論戦ハイライト 衆院予算委 田村貴昭議員の質問 政権姿勢 抜本転換迫る


 
 日本共産党の田村貴昭議員は11月28日の衆院予算委員会で、政府が統一協会(世界平和統一家庭連合)の海外での活動に資金を出し、お墨付きを与えていた問題を告発しました。また、物価高騰から国民の暮らしと経営を守るために、賃上げや農政の抜本的転換を迫りました。
 
「海外宣教」にODA
 
 田村 資金返還求めるべきだ
 首相 問題あれば対応考える
 

 
 田村氏は、統一協会の関連団体「世界平和女性連合」がアフリカのセネガルで運営する職業訓練校の新校舎建設に、日本政府が政府開発援助(ODA)として955万円余を無償資金協力していた問題を取り上げました。世界平和女性連合は海外で運営する学校で、統一協会の開祖・文鮮明の自叙伝を配布するなど海外宣教をしていたことが、日本共産党の穀田恵二衆院議員の追及で明らかになっています。
 

 
 田村氏は、セネガルの学校に資金協力をした2015年当時の外相は岸田文雄首相だと指摘し、次のようにただしました。(質問動画はコチラ)
 
田村 反社会的団体に、国民の血税である政府資金を外相として供与した責任をどう認識しているか。
 
首相 旧統一協会と関係がある団体だと把握できていなかった。布教活動等目的外の活動が行われていないか、旧統一協会の活動を促進するかのような誤解を与えていることがないか確認したい。
 
田村 政府として活動にお墨付きを与えたことは重大だ。資金の返還を求めるべきだ。
 
首相 問題がある行動、信用を利用する事態があれば政府として対応を考える。
 
 田村氏は「当時外相だった首相自身にかかわる問題だ。首相の責任で事実関係を徹底調査し、資金の返還請求を行うべきだ」と求めました。
 
物価高で実質所得マイナス
田村 最賃再改定 直接補助を
 
 18日に公表された10月の消費者物価指数の上昇率は3・6%と、40年8カ月ぶりの急激な上昇となった一方、賃金上昇率は1%程度で、実質所得はマイナスが続いています。特に最低賃金は、4月の総合物価指数(最低賃金を決める基準)を受けて、10月に3・3%引き上げられましたが、同月の総合物価指数が4・4%に跳ね上がり、物価高騰が最賃を上回っています。(質問動画はコチラ)

## 指示
田村議員の予算委員会質問の記事を、最後の文の後から書き進めてください。 次に並ぶ行は、田村議員の予算委員会質問の記事とは関係がありません。

位置ラベル付けの記録:
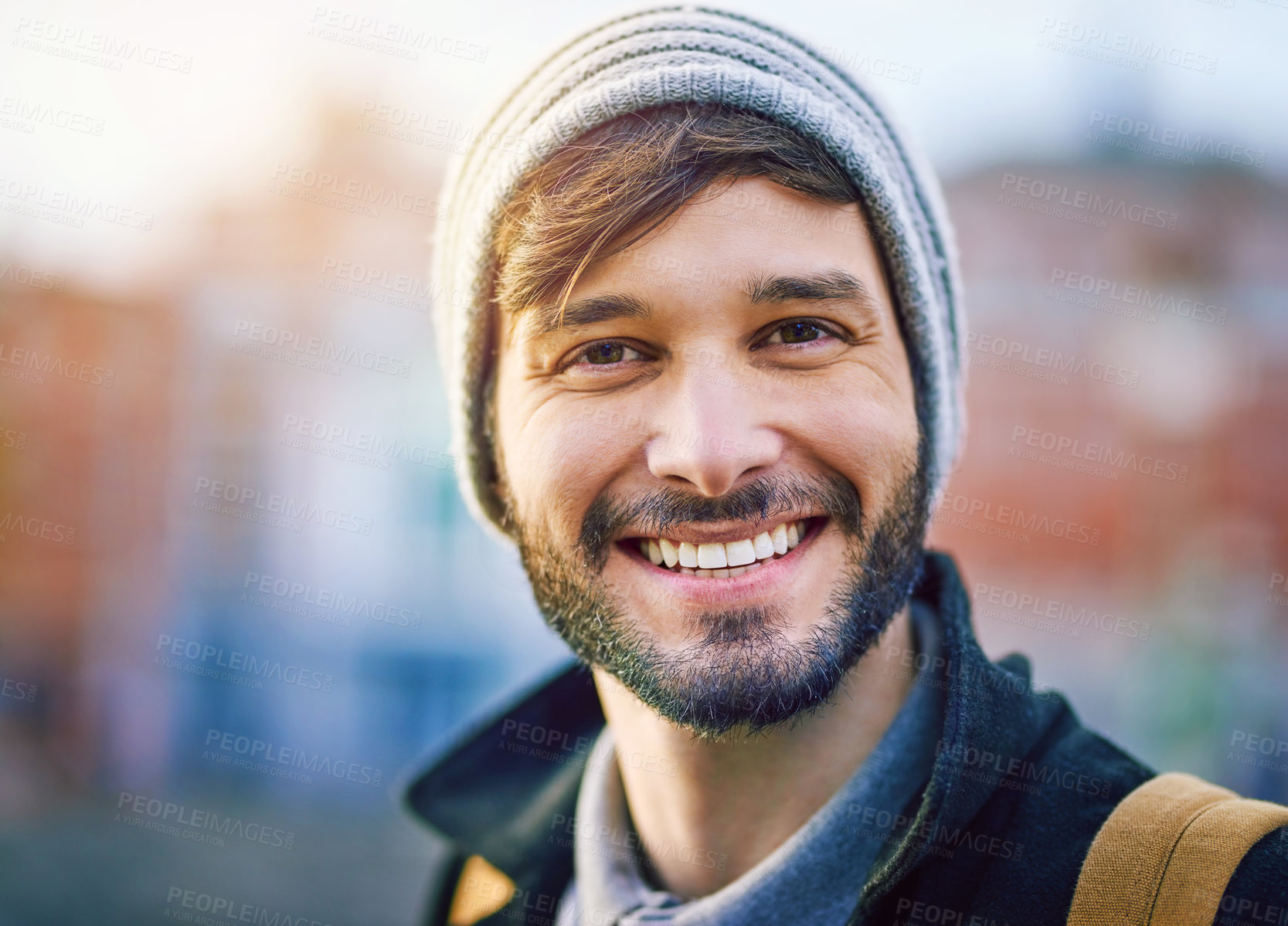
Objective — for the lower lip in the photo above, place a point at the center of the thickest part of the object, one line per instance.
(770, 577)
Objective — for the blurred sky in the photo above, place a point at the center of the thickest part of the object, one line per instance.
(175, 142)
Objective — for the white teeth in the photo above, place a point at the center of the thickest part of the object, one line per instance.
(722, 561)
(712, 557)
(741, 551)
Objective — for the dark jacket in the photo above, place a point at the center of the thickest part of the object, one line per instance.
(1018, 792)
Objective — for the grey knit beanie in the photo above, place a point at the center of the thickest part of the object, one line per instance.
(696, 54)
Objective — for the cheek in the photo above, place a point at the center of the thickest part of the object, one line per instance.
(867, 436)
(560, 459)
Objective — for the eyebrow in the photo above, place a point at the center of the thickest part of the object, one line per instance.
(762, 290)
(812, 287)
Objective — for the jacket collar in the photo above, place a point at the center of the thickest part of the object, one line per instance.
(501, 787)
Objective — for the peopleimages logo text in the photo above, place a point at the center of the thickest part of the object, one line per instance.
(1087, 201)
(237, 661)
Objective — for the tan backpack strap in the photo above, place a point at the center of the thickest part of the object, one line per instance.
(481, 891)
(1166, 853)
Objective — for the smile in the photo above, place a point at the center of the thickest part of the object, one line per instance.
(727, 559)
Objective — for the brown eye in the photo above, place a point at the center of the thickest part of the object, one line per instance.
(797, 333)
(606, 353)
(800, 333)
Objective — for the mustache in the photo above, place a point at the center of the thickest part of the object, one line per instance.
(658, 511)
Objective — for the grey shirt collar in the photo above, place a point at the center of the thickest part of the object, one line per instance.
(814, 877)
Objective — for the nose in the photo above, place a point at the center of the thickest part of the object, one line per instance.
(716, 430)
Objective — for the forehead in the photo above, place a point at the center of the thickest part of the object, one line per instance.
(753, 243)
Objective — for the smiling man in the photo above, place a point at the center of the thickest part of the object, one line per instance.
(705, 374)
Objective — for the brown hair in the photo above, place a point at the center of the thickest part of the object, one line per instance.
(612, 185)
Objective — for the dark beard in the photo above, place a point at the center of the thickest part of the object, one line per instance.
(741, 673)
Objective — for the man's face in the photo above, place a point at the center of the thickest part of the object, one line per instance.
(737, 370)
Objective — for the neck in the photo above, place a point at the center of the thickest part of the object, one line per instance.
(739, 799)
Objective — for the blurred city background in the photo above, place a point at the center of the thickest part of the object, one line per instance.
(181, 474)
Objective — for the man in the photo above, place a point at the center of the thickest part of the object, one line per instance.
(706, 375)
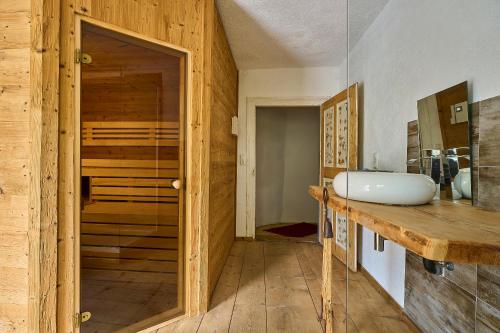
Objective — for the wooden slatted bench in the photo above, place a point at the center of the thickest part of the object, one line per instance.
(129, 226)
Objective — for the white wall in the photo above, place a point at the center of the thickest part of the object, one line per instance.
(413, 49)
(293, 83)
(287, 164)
* * *
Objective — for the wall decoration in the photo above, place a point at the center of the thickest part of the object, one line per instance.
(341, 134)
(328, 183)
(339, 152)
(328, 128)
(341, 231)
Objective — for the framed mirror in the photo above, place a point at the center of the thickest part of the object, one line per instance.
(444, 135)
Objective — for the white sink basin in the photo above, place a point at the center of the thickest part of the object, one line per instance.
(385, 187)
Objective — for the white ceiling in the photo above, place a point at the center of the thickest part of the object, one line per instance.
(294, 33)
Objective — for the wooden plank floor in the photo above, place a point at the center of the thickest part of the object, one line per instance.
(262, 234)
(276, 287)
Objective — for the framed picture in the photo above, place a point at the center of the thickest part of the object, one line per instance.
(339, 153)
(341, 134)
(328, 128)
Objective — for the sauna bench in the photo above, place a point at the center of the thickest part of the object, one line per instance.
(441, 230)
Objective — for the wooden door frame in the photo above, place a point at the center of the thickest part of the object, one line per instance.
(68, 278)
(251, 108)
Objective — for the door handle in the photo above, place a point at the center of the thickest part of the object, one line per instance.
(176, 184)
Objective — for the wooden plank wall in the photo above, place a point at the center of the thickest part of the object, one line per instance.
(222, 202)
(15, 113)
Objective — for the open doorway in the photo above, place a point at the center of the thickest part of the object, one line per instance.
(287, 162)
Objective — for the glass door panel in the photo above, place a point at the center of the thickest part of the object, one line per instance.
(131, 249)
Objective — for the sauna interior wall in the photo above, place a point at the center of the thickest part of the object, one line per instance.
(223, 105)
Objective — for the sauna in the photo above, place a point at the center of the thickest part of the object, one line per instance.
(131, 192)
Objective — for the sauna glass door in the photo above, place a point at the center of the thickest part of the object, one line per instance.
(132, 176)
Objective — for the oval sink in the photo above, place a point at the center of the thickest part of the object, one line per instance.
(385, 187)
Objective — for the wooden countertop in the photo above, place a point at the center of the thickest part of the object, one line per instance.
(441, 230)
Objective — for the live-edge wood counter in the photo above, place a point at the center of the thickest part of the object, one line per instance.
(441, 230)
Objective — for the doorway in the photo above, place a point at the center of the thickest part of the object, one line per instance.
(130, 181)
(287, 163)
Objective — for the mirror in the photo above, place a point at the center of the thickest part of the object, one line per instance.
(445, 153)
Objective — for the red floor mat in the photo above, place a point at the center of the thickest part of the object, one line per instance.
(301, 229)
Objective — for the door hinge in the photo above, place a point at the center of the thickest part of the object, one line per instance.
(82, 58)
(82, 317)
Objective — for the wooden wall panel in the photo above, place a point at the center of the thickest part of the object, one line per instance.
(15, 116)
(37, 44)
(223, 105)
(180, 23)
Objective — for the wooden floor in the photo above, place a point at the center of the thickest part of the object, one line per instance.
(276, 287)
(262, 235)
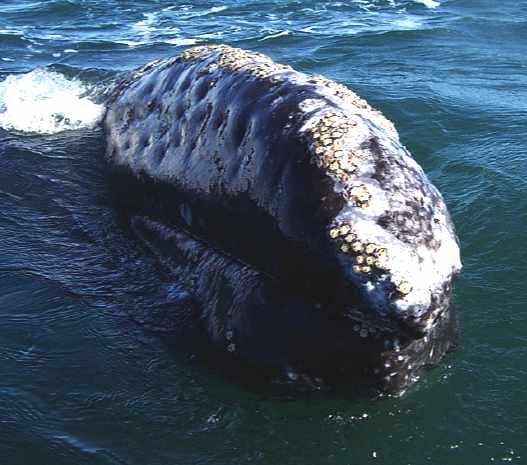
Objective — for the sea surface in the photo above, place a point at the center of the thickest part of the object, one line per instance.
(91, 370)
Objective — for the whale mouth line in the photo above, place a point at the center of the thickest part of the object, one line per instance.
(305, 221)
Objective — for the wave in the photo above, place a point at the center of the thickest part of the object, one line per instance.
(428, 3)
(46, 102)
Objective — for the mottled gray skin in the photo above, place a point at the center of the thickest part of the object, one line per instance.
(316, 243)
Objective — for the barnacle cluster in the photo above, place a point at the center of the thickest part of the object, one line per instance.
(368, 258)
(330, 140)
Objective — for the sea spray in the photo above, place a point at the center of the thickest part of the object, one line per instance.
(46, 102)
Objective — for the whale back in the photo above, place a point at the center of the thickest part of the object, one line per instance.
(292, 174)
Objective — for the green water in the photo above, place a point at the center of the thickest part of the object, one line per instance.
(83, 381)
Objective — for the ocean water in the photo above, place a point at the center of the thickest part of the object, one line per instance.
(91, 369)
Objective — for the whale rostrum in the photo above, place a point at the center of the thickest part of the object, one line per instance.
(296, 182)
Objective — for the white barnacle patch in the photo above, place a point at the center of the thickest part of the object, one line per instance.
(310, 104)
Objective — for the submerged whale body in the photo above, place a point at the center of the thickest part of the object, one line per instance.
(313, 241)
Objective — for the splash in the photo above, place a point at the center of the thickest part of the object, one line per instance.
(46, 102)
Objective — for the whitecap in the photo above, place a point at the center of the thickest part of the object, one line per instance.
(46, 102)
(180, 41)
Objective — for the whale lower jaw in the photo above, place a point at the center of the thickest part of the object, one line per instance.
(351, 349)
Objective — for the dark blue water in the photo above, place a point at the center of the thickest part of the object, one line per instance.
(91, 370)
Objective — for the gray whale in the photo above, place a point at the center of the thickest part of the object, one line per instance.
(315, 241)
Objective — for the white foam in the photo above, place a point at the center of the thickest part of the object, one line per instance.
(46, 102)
* * *
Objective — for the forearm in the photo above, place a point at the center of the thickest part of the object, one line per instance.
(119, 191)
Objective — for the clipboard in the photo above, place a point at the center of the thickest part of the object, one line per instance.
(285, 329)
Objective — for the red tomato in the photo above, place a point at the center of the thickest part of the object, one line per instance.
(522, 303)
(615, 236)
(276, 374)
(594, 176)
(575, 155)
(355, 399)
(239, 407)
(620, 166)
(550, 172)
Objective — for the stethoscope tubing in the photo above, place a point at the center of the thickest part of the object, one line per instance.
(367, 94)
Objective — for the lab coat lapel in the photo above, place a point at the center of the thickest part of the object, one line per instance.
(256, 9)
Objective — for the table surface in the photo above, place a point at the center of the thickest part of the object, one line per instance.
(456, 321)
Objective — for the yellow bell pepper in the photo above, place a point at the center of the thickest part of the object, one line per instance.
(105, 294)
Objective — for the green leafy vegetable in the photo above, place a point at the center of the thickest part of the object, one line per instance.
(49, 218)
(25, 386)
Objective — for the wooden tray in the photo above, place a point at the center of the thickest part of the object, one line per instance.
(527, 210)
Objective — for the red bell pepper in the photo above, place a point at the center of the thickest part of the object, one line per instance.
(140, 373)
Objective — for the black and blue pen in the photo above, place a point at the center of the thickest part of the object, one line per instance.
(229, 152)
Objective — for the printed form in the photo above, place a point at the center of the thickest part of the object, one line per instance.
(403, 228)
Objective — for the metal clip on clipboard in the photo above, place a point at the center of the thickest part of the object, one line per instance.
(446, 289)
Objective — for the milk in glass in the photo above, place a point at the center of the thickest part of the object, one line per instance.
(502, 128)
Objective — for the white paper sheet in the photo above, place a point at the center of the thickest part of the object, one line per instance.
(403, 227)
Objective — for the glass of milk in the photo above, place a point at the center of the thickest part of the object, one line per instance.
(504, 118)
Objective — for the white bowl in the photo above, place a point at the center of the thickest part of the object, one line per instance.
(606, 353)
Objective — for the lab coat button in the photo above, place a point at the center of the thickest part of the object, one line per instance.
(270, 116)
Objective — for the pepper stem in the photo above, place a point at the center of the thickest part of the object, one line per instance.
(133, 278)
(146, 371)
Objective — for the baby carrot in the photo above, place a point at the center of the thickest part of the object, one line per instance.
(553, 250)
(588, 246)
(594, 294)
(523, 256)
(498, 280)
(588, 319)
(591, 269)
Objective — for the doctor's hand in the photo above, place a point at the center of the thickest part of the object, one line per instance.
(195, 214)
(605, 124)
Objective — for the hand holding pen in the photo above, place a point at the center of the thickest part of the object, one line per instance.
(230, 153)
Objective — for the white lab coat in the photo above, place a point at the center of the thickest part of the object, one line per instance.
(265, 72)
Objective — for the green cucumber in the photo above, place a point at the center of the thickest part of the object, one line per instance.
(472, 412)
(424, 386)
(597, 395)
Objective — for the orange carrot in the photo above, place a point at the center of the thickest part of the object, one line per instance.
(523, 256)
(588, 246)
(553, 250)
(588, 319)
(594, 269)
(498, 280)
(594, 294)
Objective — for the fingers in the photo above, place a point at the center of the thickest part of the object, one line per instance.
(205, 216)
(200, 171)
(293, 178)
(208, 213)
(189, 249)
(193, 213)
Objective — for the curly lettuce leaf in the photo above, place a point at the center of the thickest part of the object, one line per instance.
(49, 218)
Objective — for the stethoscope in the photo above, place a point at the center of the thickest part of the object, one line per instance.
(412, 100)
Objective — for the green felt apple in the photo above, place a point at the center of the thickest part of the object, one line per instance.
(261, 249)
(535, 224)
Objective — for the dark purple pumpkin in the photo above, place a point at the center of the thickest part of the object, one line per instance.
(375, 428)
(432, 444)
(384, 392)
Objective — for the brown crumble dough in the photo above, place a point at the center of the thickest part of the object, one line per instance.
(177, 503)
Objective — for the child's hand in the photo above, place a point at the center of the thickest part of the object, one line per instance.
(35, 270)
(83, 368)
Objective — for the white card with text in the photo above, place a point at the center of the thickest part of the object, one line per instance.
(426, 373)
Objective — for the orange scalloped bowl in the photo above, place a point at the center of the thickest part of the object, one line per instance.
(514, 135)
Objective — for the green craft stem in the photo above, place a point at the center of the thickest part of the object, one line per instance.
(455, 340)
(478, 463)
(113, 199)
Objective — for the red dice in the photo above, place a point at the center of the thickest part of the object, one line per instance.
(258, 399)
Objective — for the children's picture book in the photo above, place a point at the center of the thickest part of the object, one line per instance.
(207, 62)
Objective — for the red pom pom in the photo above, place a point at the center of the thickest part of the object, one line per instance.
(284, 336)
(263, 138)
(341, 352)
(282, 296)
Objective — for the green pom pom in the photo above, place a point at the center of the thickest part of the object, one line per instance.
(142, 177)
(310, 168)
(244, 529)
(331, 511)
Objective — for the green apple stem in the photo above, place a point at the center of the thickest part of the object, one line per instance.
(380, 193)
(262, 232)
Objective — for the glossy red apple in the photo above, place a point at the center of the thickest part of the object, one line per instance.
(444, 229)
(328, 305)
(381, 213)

## 出力結果
 
田村 最低賃金が実質マイナスになっている。最賃の再改定が必要ではないか。
 
首相 景気動向や物価動向を踏まえ、できる限り早期に全国加重平均が1000円以上になることを目指す。
 

 
 田村氏は、各国では日本をはるかに上回る最低賃金になっていることを指摘。フランスやドイツでは今年すでに3回、最低賃金を引き上げていることも挙げ、「40年ぶりの物価高騰が国民を襲っている。すぐに最賃引き上げの諮問をすべきだ」と述べました。
 
 一方、中小企業は今、コロナ、物価・原材料の高騰、過剰債務という三重苦のなかで賃上げは厳しい状況です。全国の地方審議会では、7府県が賃上げへの直接的支援、10府県が税・社会保険料の減免を求めています。
 
 田村氏は「緊急対策として、すべての企業が賃上げできるように、賃上げに応じて社会保険料を軽減すべきだ。保険料の軽減だけでは賃上げが厳しいところには、直接補助をする『賃上げ助成』を行うべきだ」と述べ、次のようにただしました。
 
田村 今必要なのは、賃上げのための政府からの支援だ。
 
加藤勝信厚生労働相 中小企業の生産性の向上を図る支援をしっかり行っていく。
 

 
 田村氏は、自治体や国で働く非正規職員の賃金引き上げを要求。職種は保育士、給食調理員、看護師など女性が7割以上を占めていることを挙げ、「非正規職員の7割が年収250万円未満だ。非正規職員の時給1500円への引き上げは5000億円程度でできる」と決断を求めました。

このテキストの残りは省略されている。